■ YOUR OBJECTIVE ■
Rewrite the records below, substituting "caribou" for "reindeer" and keeping everything else unchanged. Leave the pictures out of your answer.

--- start of SUPPLIED MATERIAL ---

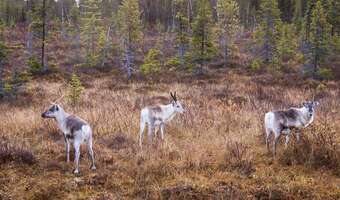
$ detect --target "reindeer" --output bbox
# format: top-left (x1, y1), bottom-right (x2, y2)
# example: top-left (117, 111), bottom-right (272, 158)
top-left (41, 103), bottom-right (96, 174)
top-left (264, 101), bottom-right (319, 157)
top-left (139, 92), bottom-right (184, 147)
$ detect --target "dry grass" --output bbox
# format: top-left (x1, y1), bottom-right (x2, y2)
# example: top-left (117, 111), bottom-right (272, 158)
top-left (0, 69), bottom-right (340, 199)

--- end of SUPPLIED MATERIAL ---

■ EXPECTED ANSWER ■
$ detect --target "caribou" --output bbox
# format: top-left (x1, y1), bottom-right (x2, y2)
# example: top-left (117, 111), bottom-right (272, 158)
top-left (41, 103), bottom-right (96, 174)
top-left (264, 101), bottom-right (319, 157)
top-left (139, 92), bottom-right (184, 147)
$ detect --target "dry grass" --output bbox
# format: top-left (x1, y1), bottom-right (x2, y2)
# example: top-left (117, 111), bottom-right (272, 158)
top-left (0, 69), bottom-right (340, 199)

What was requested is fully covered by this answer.